* _Written task 1_:
From the listing, pull out the lines starting at the one that contains "of the patterned" and ending at the last line of the listing, and reproduce them unchanged.

* _Extract_:
* Begin *

Neutral Citation: [2008] IEHC 359


High Court Record Number: 2006 1239 JR

Date of Delivery: 25 November 2008

Court: High Court


Composition of Court:

Judgment by: Hedigan J.

Status of Judgment: Approved



    Neutral Citation Number: [2008] IEHC 359

    THE HIGH COURT
    2006 1239 JR



        BETWEEN

        K. E. A.
    APPLICANT
    AND

    THE REFUGEE APPLICATIONS COMMISSIONER AND

    THE MINISTER FOR JUSTICE, EQUALITY AND LAW REFORM

    RESPONDENTS
        JUDGMENT OF MR JUSTICE HEDIGAN, delivered on the 25th day of November, 2008.

        1. The applicant is seeking an order of certiorari quashing the recommendation of the Office of the Refugee Applications Commissioner (ORAC), dated 12th September, 2006, that he should not be declared a refugee. The applicant is also seeking an order of mandamus directing his claim to be re-admitted to the asylum process, and related declarations. Leave was granted on consent by Finlay Geoghegan J. on 16th June, 2008.

        Background
        2. The applicant is a national of the Ivory Coast. He claims to be a member of the Apollo tribe, which is a small ethnic group; the tribe has its own language, also called Apollo. The applicant had little formal education and has difficulty in reading and writing. His parents’ language was Apollo. He is now 35 years of age. He arrived in Dublin airport on 4th June, 2006. It seems that he communicated with the airport police in English. He applied for asylum by filling out an ASY-1 form through French, giving basic biographical details, and he conducted a “section 8” interview at ORAC offices with the assistance of a French interpreter. The basis on which he claimed asylum is not material to the within proceedings; perhaps more noteworthy is that on the typed version of his ASY-1 form, his language is given as Apollo, but the words “or French” were added in handwriting. The applicant completed his ORAC Questionnaire in French on 13th June, 2006. He filled in his personal details, his wife’s details and his parents’ details in Part 1 of the Questionnaire (“biographical information”), but not the sections relating to his educational and work history and his family background. Parts 2 (“documentation”), 3 (“basis of the application for refugee status”), 4 (“travel details”) and 5 (“completion”) were left entirely blank. The Questionnaire was signed and dated.

        3. The applicant attended a pre-interview consultation with the Refugee Legal Service (RLS) on 19th July, 2006, at which the RLS communicated with him through a person who it appears spoke either Apollo or a dialect related to Apollo. The RLS made a request to ORAC on behalf of the applicant that an Apollo interpreter be provided at his “section 11” interview.

        4. At his first “section 11” interview on 25th July, 2006, ORAC provided a French interpreter. The applicant requested an Apollo interpreter, claiming (through French) that he did not understand French. The interview was adjourned while the ORAC officer consulted with his supervisors. When the interview resumed, the officer informed the applicant that it would not be possible to provide an Apollo interpreter on that day or at any other time, and that ORAC is required to provide an interpreter in the applicant’s chosen language only when they could do so. The ORAC officer strongly advised the applicant to continue with the interview in French, indicating that he considered the applicant’s proficiency to be more than sufficient in order to proceed. Although the applicant continued to resist for some time, he eventually agreed to continue the interview in French and thereafter proceeded to answer a series of questions, giving detailed answers. When asked about the details in his Questionnaire, he stated that he did not fully understand certain aspects of the form. At the end of the interview, he was given his incomplete Questionnaire and asked to complete it before the next interview. The applicant did not do so.

* End *

* _Data supplied_:
* Begin *

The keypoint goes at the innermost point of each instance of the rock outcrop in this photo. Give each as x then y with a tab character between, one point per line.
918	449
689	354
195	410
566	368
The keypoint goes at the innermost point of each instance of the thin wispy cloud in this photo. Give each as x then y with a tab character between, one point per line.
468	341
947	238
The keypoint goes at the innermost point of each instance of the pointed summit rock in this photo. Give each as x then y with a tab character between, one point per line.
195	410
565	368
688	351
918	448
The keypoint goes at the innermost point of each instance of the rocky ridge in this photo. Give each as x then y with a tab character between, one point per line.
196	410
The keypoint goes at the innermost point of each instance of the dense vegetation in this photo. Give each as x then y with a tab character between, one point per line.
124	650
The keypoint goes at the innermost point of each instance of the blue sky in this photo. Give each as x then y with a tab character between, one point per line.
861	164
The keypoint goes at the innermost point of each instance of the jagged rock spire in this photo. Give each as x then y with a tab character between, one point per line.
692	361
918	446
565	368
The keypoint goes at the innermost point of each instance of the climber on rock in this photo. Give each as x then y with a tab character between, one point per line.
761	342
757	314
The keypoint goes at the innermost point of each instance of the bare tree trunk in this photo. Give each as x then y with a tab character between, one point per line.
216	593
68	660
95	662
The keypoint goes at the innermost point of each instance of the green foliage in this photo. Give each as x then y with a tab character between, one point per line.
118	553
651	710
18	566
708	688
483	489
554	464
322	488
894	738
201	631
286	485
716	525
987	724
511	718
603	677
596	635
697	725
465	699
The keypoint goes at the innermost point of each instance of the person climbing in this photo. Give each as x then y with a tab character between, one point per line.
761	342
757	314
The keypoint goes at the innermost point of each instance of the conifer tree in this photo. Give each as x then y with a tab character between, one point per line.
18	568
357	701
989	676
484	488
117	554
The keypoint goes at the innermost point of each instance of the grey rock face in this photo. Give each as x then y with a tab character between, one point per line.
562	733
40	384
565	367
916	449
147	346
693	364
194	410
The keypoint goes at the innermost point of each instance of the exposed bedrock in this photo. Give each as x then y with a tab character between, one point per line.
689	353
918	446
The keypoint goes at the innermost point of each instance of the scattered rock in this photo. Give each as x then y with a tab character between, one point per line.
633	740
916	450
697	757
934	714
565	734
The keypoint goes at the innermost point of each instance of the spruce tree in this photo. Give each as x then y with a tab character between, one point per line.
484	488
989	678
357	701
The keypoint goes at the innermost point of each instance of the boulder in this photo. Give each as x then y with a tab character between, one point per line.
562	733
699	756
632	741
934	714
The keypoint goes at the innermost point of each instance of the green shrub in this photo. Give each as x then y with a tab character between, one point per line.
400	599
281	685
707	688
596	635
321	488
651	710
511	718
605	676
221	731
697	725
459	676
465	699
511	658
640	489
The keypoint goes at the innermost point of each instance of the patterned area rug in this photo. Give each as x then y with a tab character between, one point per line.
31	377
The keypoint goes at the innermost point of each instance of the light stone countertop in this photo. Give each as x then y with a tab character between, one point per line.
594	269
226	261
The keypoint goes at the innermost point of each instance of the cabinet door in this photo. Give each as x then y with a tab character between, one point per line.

* End *

* _Written task 2_:
Copy the passage of the High Court judgment starting at "1. The applicant" and ending at "16th June, 2008.", word for word.

* _Full answer 1_:
The keypoint goes at the innermost point of each instance of the patterned area rug in this photo. Give each as x then y with a tab character between, one point per line.
31	377
The keypoint goes at the innermost point of each instance of the light stone countertop in this photo. Give each as x then y with a tab character between, one point per line.
594	269
226	261
The keypoint goes at the innermost point of each instance of the cabinet door in this photo. Give each as x then y with a tab character between, one point per line.

* _Full answer 2_:
1. The applicant is seeking an order of certiorari quashing the recommendation of the Office of the Refugee Applications Commissioner (ORAC), dated 12th September, 2006, that he should not be declared a refugee. The applicant is also seeking an order of mandamus directing his claim to be re-admitted to the asylum process, and related declarations. Leave was granted on consent by Finlay Geoghegan J. on 16th June, 2008.